> Task to complete: Print out all of the data below, keeping it identical to the original.

START Data for this exercise

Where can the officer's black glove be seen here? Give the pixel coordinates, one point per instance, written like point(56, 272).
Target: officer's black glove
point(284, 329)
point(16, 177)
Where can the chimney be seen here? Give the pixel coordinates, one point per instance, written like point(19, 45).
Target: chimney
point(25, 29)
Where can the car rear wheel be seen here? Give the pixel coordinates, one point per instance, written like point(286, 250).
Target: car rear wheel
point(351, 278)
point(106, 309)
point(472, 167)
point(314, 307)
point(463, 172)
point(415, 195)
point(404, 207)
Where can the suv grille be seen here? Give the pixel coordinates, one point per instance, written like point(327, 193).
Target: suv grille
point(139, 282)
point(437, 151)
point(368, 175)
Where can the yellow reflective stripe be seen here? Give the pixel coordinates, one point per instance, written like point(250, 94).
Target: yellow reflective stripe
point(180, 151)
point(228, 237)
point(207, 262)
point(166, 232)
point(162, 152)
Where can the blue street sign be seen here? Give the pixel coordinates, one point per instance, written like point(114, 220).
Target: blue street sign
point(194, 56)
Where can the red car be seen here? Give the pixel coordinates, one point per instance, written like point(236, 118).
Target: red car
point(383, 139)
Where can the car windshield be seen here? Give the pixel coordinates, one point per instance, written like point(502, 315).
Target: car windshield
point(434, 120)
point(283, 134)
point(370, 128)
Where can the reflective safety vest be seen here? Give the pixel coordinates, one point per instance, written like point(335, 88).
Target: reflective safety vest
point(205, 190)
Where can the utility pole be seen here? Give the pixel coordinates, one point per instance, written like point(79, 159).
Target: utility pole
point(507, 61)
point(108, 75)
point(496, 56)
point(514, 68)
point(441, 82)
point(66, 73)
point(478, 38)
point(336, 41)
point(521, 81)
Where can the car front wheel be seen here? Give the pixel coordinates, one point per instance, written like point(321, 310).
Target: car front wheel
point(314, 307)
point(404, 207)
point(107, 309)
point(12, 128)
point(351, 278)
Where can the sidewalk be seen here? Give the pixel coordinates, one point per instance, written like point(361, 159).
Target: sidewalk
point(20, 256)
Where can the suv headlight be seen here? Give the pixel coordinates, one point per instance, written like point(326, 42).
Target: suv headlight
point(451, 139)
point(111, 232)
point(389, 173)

END Data for this exercise

> Problem solution:
Where can the officer's black glove be seen here? Give the pixel coordinates, one point per instance, written like point(56, 272).
Target: officer's black glove
point(284, 329)
point(16, 177)
Where can the chimney be seen here? Give the pixel coordinates, one point per instance, written like point(19, 45).
Target: chimney
point(25, 29)
Where can the car rear wheel be seen here? Give the pixel coordinates, one point per instance, written like point(286, 250).
Target: car rear wheel
point(351, 278)
point(106, 309)
point(472, 167)
point(314, 307)
point(463, 172)
point(415, 195)
point(404, 207)
Where can the suv grille be seen here? Give the pixel coordinates, one point per instance, written like point(327, 193).
Target: suv grille
point(139, 282)
point(437, 151)
point(368, 175)
Where can the yellow reflective stripe be seen here? Give the pixel coordinates, one point per instance, written like point(250, 94).
Target: yellow reflective stripe
point(180, 151)
point(228, 237)
point(207, 262)
point(166, 232)
point(162, 152)
Where can the blue street sign be seen here? Give the pixel coordinates, one point per instance, written like point(114, 220).
Target: blue street sign
point(194, 56)
Where can the red car be seen here? Give the pixel coordinates, one point per instance, written like point(236, 118).
Target: red car
point(383, 139)
Where can the car windshield be seen here? Give the pixel coordinates, one point per instance, written like point(502, 315).
Target: car windshield
point(434, 120)
point(283, 134)
point(370, 128)
Where can the reflective safety vest be seen here? Give the pixel coordinates, one point per instance, written like point(335, 88).
Target: reflective safety vest
point(205, 190)
Where can the utility pole be seen here? Give the pixel coordinates, one point per instance, written like point(79, 159).
Target: utility pole
point(507, 61)
point(108, 75)
point(496, 56)
point(514, 68)
point(441, 82)
point(66, 73)
point(478, 38)
point(336, 41)
point(521, 81)
Where can the car front wheel be seen here? Give the pixel coordinates, one point per instance, written like point(321, 310).
Target: car front wheel
point(314, 307)
point(404, 207)
point(107, 309)
point(12, 128)
point(351, 278)
Where can the sidewalk be seen here? Give the pixel coordinates, one point per instance, written like point(361, 159).
Target: sidewalk
point(20, 256)
Where can the suv headlight be seen here? Give the pixel coordinates, one point per instance, written like point(326, 42).
Target: suv headlight
point(451, 139)
point(111, 232)
point(389, 173)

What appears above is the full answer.